Task. Can you reproduce verbatim the stretch of items below, from the line containing "Note: pick out each instance of the red tiled" through the line containing "(1152, 202)", both included?

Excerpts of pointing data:
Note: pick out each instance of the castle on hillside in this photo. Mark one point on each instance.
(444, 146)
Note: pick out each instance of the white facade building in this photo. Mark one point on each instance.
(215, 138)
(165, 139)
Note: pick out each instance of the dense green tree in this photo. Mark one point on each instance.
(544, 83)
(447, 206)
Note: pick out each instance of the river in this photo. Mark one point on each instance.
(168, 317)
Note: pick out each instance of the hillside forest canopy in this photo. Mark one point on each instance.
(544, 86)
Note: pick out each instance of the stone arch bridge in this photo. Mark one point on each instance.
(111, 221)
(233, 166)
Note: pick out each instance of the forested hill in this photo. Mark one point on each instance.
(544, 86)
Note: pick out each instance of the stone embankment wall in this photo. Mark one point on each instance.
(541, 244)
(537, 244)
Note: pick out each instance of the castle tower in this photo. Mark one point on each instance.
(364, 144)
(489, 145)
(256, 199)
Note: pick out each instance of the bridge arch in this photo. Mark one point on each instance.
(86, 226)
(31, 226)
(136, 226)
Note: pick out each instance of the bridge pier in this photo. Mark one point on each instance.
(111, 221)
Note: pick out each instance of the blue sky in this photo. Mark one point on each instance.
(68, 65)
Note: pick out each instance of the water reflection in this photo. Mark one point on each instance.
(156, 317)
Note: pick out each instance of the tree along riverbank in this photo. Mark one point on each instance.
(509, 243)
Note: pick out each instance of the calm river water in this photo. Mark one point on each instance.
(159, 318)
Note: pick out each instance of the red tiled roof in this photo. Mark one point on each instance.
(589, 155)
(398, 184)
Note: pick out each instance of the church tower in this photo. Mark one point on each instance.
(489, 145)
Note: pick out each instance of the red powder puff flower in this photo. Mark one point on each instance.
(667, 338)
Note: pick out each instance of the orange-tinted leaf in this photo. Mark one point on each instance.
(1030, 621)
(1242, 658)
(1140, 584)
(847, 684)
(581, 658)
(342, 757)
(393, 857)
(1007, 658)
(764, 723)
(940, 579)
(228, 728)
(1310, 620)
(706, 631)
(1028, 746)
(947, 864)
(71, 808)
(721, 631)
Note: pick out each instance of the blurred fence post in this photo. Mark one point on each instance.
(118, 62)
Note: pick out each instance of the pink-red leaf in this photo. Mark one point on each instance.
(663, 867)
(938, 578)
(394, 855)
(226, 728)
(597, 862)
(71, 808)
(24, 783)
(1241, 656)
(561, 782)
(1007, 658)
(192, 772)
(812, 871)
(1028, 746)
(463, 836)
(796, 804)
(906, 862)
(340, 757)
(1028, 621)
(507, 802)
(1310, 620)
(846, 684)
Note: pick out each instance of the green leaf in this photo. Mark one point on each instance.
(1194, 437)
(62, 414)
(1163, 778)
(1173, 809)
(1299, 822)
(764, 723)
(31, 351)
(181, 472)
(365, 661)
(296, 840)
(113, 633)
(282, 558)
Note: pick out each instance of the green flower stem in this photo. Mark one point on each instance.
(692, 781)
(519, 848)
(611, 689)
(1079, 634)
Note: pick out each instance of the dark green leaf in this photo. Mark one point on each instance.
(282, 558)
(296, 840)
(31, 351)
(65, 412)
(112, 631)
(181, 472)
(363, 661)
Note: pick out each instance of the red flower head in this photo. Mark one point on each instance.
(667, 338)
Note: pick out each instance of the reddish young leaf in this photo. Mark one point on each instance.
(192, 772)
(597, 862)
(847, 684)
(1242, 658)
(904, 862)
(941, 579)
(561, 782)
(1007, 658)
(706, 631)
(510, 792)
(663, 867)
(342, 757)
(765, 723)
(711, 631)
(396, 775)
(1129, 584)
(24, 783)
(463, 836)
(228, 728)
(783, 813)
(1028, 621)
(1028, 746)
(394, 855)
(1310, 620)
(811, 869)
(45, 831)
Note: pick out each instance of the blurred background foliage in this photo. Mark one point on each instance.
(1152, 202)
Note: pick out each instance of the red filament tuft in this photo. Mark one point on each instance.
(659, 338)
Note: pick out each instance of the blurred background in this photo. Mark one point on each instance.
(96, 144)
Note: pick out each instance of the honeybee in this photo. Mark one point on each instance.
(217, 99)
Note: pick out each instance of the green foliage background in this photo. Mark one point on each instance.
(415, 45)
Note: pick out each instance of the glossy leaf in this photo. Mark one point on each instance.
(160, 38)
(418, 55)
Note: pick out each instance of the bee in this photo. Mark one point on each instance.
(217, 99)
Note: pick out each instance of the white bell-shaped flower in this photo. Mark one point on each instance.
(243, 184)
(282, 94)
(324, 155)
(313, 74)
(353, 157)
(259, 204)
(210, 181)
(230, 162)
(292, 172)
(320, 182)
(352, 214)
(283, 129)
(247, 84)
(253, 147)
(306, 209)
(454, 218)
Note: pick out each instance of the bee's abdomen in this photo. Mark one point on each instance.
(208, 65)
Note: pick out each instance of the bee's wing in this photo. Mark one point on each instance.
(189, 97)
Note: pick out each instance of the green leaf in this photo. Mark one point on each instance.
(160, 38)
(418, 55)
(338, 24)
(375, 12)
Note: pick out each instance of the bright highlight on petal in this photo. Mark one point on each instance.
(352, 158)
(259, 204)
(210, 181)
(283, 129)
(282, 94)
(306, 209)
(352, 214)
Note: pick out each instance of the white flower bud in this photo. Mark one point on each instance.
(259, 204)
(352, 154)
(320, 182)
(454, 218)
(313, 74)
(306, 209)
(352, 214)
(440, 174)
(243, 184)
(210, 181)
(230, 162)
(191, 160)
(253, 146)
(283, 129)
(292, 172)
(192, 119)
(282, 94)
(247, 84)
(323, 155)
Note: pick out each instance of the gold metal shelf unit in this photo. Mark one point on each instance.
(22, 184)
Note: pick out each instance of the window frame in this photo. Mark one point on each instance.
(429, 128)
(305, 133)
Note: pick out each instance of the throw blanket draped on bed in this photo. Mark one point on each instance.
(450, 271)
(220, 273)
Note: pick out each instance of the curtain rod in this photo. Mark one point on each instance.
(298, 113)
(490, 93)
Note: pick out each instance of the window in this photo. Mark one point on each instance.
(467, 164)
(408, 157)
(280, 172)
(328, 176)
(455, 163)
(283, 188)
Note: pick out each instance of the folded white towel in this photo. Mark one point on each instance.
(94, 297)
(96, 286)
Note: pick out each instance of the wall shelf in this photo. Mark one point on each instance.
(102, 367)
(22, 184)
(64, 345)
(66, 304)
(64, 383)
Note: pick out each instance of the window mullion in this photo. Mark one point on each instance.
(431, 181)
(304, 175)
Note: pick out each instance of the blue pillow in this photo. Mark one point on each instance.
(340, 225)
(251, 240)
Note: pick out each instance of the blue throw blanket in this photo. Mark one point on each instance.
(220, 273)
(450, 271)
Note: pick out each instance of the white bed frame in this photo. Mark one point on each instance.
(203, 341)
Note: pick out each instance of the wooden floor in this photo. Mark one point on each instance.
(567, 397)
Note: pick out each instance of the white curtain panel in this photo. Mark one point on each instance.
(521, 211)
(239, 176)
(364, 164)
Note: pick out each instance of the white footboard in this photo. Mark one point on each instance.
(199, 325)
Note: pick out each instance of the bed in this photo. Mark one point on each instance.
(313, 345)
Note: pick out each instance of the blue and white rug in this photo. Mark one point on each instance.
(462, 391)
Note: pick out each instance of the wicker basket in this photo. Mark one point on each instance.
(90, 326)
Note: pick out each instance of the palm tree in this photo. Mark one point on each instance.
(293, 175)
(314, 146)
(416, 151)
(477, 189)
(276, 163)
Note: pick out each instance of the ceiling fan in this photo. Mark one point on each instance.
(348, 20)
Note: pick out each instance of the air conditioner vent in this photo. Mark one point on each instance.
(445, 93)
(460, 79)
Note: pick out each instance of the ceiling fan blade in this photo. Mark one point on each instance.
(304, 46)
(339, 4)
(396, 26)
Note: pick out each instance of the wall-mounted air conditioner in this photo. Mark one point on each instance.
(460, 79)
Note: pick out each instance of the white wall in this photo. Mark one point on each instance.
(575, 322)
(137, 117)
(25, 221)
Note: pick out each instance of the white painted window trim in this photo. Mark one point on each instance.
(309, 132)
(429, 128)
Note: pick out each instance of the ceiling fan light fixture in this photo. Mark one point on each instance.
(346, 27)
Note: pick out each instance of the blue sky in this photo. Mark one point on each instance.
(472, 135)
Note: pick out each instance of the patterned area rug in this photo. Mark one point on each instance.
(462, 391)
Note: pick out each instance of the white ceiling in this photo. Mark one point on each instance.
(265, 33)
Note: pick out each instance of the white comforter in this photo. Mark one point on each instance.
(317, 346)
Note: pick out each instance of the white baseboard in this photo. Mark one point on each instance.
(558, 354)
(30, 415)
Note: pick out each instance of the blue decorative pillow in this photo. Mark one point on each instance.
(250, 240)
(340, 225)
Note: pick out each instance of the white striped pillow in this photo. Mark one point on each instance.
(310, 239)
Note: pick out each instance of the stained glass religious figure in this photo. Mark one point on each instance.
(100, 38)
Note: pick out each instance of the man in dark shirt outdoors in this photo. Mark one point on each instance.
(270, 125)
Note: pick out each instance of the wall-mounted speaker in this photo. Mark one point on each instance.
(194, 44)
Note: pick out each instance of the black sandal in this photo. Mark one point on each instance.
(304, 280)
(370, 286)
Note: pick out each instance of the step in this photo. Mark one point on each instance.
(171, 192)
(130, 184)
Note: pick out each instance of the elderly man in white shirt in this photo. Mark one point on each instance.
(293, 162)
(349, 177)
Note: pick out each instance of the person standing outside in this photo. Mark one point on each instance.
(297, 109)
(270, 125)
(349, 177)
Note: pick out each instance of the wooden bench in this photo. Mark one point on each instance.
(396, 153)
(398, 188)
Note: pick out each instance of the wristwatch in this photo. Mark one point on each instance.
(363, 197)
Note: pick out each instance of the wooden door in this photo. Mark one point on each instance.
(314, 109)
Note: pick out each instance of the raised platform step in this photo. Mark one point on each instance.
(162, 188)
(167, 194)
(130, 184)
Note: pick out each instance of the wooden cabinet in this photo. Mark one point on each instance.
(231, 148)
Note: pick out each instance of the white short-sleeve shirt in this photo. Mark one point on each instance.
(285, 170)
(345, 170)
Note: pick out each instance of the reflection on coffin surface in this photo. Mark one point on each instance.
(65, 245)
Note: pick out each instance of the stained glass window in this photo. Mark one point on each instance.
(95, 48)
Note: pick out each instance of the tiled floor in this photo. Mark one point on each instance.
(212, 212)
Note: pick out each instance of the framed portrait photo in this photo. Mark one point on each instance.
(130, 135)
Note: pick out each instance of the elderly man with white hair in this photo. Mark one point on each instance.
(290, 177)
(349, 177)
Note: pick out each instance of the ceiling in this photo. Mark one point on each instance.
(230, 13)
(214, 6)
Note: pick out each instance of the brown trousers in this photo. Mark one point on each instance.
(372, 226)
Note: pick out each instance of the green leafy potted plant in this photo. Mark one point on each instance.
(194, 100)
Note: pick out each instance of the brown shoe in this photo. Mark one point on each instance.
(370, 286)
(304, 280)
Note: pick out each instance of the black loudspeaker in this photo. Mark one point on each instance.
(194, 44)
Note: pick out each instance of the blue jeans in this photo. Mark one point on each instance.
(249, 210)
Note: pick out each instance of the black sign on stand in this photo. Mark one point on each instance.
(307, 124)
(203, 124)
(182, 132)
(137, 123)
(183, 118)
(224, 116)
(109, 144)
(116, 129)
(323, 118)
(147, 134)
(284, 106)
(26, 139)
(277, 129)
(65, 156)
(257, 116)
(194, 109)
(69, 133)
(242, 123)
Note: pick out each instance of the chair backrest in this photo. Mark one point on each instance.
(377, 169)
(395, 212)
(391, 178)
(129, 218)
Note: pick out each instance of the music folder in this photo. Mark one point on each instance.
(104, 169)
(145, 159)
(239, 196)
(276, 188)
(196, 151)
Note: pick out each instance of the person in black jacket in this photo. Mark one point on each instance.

Exercise result.
Note: pick out each instance of the red tiled roof in this photo. Mark one point on each instance.
(589, 155)
(398, 184)
Note: pick out each instance of the church tower in this photo. Mark one point on each instance.
(489, 145)
Note: pick out each instance of the red powder puff flower in this photo. Mark one point on each instance.
(667, 338)
Note: pick out each instance of the orange-tinted leaf in this photo. Mark one point on each instance.
(1030, 621)
(1242, 658)
(1140, 584)
(847, 684)
(581, 658)
(342, 757)
(393, 857)
(1007, 658)
(764, 723)
(940, 579)
(228, 728)
(1310, 620)
(706, 631)
(1028, 746)
(947, 864)
(71, 808)
(721, 631)
Note: pick out each instance of the blurred fence post in this photo. Mark one point on each instance.
(118, 62)
Note: pick out each instance of the pink-red leaf in this photo. Mark one point on each instance.
(663, 867)
(938, 578)
(394, 855)
(226, 728)
(597, 862)
(71, 808)
(24, 783)
(1241, 656)
(561, 782)
(1007, 658)
(192, 772)
(812, 871)
(1028, 746)
(463, 836)
(796, 804)
(906, 862)
(340, 757)
(1028, 621)
(507, 802)
(1310, 620)
(846, 684)
Note: pick out each instance of the green leaf in this photo. Mark one point on each instance.
(1194, 437)
(62, 414)
(1163, 778)
(1173, 809)
(1299, 822)
(764, 723)
(31, 351)
(181, 472)
(365, 661)
(296, 840)
(113, 633)
(282, 558)
Note: pick out each instance of the green flower stem in this photo. Mark one point on each instance.
(692, 781)
(519, 848)
(611, 689)
(1079, 634)
Note: pick out each instance of the dark green leaf in this photo. Mark one point on each instance.
(282, 558)
(296, 840)
(31, 351)
(65, 412)
(112, 631)
(181, 472)
(363, 661)
Note: pick out each instance of the red flower head in this photo. Mark one point on each instance.
(667, 338)
Note: pick out each instance of the reddish young leaf in this photo. Mark one point on each instance.
(192, 772)
(597, 862)
(847, 684)
(1242, 658)
(904, 862)
(941, 579)
(561, 782)
(1007, 658)
(706, 631)
(510, 792)
(663, 867)
(342, 757)
(765, 723)
(711, 631)
(396, 775)
(1129, 584)
(24, 783)
(463, 836)
(228, 728)
(783, 813)
(1028, 621)
(1028, 746)
(394, 855)
(1310, 620)
(811, 869)
(45, 831)
Note: pick out each instance of the blurred background foliage in this photo. Mark one point on each instance.
(1152, 202)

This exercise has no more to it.